▶ Short problem
Convert the records below into a Markdown table with the columns Row and Line, giving each line its own numbered row. Leave out blank lines.

▶ The data
↓

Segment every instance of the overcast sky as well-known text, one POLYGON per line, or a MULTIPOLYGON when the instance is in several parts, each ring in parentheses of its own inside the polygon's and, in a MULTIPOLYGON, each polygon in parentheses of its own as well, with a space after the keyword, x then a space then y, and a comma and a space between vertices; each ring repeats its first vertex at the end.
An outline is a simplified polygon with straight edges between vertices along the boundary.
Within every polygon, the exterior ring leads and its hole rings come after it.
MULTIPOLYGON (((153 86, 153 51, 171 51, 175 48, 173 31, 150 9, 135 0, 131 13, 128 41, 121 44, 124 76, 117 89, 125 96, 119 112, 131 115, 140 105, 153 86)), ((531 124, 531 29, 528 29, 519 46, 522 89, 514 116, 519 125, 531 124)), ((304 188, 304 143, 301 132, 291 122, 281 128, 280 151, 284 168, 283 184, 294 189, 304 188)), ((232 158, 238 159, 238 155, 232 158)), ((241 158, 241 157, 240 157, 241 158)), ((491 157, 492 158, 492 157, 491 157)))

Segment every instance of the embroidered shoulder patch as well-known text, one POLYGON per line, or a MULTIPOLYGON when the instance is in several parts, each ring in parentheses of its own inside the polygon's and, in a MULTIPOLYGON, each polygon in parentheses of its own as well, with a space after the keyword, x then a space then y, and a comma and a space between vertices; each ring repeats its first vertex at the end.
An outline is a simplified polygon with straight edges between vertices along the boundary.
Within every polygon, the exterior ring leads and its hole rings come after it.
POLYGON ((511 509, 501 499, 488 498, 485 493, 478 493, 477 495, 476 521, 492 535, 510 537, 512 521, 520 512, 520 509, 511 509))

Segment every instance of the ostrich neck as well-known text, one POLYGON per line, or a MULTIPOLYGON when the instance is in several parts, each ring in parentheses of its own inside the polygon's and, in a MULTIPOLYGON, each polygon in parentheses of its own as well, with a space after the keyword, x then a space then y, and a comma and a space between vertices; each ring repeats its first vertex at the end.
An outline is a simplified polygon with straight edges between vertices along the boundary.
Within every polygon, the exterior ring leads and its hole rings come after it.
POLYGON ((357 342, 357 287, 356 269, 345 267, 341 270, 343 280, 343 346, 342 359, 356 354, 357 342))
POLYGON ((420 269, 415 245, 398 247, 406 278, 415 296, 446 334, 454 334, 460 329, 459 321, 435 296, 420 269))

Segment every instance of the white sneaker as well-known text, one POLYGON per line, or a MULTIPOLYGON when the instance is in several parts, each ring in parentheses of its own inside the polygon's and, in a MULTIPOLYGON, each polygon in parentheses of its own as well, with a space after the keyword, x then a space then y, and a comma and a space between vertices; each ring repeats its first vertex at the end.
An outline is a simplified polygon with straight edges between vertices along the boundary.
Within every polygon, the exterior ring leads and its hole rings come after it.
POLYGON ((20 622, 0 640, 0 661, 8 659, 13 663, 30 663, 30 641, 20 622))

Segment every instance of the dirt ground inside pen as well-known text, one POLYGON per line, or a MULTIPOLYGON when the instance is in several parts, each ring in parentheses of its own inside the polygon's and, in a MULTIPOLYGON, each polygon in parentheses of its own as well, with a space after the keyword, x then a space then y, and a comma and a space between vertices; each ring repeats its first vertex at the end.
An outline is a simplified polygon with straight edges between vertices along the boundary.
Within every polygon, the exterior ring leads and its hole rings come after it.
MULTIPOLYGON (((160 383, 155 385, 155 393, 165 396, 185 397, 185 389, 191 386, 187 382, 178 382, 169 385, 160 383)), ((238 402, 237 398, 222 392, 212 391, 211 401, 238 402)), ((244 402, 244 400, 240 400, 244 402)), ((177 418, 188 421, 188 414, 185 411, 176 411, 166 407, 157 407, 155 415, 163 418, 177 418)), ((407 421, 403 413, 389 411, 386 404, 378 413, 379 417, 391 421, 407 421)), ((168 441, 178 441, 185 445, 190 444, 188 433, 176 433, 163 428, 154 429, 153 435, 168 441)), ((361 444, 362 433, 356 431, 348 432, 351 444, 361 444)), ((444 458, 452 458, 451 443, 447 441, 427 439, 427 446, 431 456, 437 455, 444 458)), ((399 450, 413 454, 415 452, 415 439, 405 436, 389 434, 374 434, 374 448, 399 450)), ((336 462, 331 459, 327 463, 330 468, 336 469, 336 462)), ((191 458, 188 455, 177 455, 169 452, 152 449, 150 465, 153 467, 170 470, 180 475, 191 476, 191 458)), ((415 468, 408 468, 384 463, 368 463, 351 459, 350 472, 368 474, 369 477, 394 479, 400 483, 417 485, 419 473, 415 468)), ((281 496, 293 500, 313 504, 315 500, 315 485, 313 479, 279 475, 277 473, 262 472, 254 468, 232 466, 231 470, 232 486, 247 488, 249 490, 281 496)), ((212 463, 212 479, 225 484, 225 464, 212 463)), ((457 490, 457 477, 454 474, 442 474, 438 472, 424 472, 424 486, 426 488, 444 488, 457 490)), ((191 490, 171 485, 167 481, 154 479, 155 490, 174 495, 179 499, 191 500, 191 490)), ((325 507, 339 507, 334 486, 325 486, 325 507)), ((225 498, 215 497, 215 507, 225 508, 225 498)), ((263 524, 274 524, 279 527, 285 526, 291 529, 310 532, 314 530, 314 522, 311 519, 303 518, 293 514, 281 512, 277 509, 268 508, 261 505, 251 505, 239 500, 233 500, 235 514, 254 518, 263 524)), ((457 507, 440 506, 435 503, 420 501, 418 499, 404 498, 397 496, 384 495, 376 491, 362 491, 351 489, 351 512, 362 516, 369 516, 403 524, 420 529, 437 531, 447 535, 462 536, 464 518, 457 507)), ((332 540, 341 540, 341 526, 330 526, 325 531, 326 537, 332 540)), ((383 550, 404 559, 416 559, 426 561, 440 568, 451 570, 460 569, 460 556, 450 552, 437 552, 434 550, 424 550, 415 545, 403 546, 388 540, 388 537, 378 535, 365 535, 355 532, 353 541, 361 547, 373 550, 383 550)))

↑

▶ Worked answer
| Row | Line |
|---|---|
| 1 | Segment every instance of the overcast sky as well-known text, one POLYGON per line, or a MULTIPOLYGON when the instance is in several parts, each ring in parentheses of its own inside the polygon's and, in a MULTIPOLYGON, each polygon in parentheses of its own as well, with a space after the keyword, x then a space then y, and a comma and a space between vertices; each ring repeats its first vertex at the end. |
| 2 | An outline is a simplified polygon with straight edges between vertices along the boundary. |
| 3 | Within every polygon, the exterior ring leads and its hole rings come after it. |
| 4 | MULTIPOLYGON (((153 86, 153 51, 171 51, 175 48, 173 31, 150 9, 135 0, 131 13, 128 41, 121 44, 124 76, 117 89, 125 96, 119 112, 131 115, 140 105, 153 86)), ((531 124, 531 29, 528 29, 519 46, 522 89, 514 116, 519 125, 531 124)), ((304 188, 304 143, 301 132, 291 122, 281 128, 280 151, 284 168, 283 184, 294 189, 304 188)), ((232 158, 238 159, 238 155, 232 158)), ((241 158, 241 157, 240 157, 241 158)), ((491 157, 492 158, 492 157, 491 157))) |
| 5 | Segment every instance of the embroidered shoulder patch as well-known text, one POLYGON per line, or a MULTIPOLYGON when the instance is in several parts, each ring in parentheses of its own inside the polygon's and, in a MULTIPOLYGON, each polygon in parentheses of its own as well, with a space after the keyword, x then a space then y, and a comma and a space between vertices; each ring repeats its first vertex at the end. |
| 6 | An outline is a simplified polygon with straight edges between vertices along the boundary. |
| 7 | Within every polygon, the exterior ring leads and its hole rings come after it. |
| 8 | POLYGON ((511 509, 501 499, 488 498, 485 493, 478 493, 477 495, 476 521, 492 535, 510 537, 512 521, 520 512, 520 509, 511 509)) |
| 9 | Segment every instance of the ostrich neck as well-known text, one POLYGON per line, or a MULTIPOLYGON when the instance is in several parts, each ring in parentheses of its own inside the polygon's and, in a MULTIPOLYGON, each polygon in parentheses of its own as well, with a space after the keyword, x then a space then y, and a comma and a space between vertices; each ring repeats its first vertex at the end. |
| 10 | An outline is a simplified polygon with straight edges between vertices along the boundary. |
| 11 | Within every polygon, the exterior ring leads and its hole rings come after it. |
| 12 | POLYGON ((357 342, 357 287, 356 269, 345 267, 341 270, 343 280, 343 346, 342 359, 356 354, 357 342)) |
| 13 | POLYGON ((420 269, 415 245, 398 247, 406 278, 415 296, 446 334, 454 334, 460 329, 459 321, 435 296, 420 269)) |
| 14 | Segment every instance of the white sneaker as well-known text, one POLYGON per line, or a MULTIPOLYGON when the instance is in several parts, each ring in parentheses of its own inside the polygon's and, in a MULTIPOLYGON, each polygon in parentheses of its own as well, with a space after the keyword, x then a space then y, and a comma and a space between vertices; each ring repeats its first vertex at the end. |
| 15 | An outline is a simplified polygon with straight edges between vertices along the boundary. |
| 16 | Within every polygon, the exterior ring leads and its hole rings come after it. |
| 17 | POLYGON ((20 622, 0 640, 0 661, 8 659, 13 663, 30 663, 30 641, 20 622)) |
| 18 | Segment every instance of the dirt ground inside pen as well-known text, one POLYGON per line, or a MULTIPOLYGON when the instance is in several parts, each ring in parentheses of its own inside the polygon's and, in a MULTIPOLYGON, each polygon in parentheses of its own as well, with a space after the keyword, x then a space then y, and a comma and a space between vertices; each ring repeats its first vertex at the end. |
| 19 | An outline is a simplified polygon with straight edges between vertices along the boundary. |
| 20 | Within every polygon, the exterior ring leads and its hole rings come after it. |
| 21 | MULTIPOLYGON (((160 383, 155 385, 155 393, 165 396, 185 397, 185 389, 191 386, 187 382, 178 382, 169 385, 160 383)), ((238 402, 237 398, 222 392, 212 391, 211 401, 238 402)), ((244 402, 244 400, 240 400, 244 402)), ((177 418, 188 421, 188 414, 185 411, 176 411, 166 407, 157 407, 155 415, 163 418, 177 418)), ((407 421, 403 413, 389 411, 386 404, 378 413, 379 417, 391 421, 407 421)), ((168 441, 178 441, 185 445, 190 444, 188 433, 176 433, 163 428, 154 429, 153 435, 168 441)), ((361 444, 362 433, 356 431, 348 432, 351 444, 361 444)), ((444 458, 452 458, 451 443, 447 441, 427 439, 427 446, 431 456, 437 455, 444 458)), ((399 450, 413 454, 415 452, 415 439, 405 436, 389 434, 374 434, 374 448, 399 450)), ((336 462, 331 459, 327 463, 330 468, 336 469, 336 462)), ((191 458, 188 455, 177 455, 169 452, 152 449, 150 465, 153 467, 170 470, 180 475, 191 476, 191 458)), ((415 468, 408 468, 384 463, 368 463, 351 459, 350 472, 368 474, 369 477, 394 479, 400 483, 417 485, 419 473, 415 468)), ((281 496, 293 500, 313 504, 315 500, 315 485, 313 479, 279 475, 277 473, 262 472, 254 468, 232 466, 231 470, 232 486, 247 488, 249 490, 281 496)), ((212 463, 212 479, 225 484, 225 464, 212 463)), ((457 490, 457 477, 454 474, 442 474, 438 472, 424 472, 424 486, 426 488, 444 488, 457 490)), ((191 490, 171 485, 167 481, 154 479, 155 490, 174 495, 179 499, 191 500, 191 490)), ((325 507, 339 507, 334 486, 325 486, 325 507)), ((225 498, 215 497, 215 507, 225 508, 225 498)), ((263 524, 274 524, 279 527, 285 526, 291 529, 310 532, 314 530, 314 522, 311 519, 303 518, 293 514, 281 512, 277 509, 268 508, 261 505, 251 505, 239 500, 233 500, 235 514, 254 518, 263 524)), ((457 507, 440 506, 435 503, 420 501, 418 499, 404 498, 397 496, 384 495, 376 491, 362 491, 351 489, 351 512, 362 516, 369 516, 403 524, 420 529, 437 531, 447 535, 462 536, 464 518, 457 507)), ((332 540, 341 540, 341 526, 330 526, 325 531, 326 537, 332 540)), ((383 550, 404 559, 416 559, 426 561, 440 568, 451 570, 460 569, 460 556, 450 552, 437 552, 434 550, 424 550, 415 545, 403 546, 388 540, 388 537, 378 535, 365 535, 355 532, 353 541, 361 547, 373 550, 383 550))) |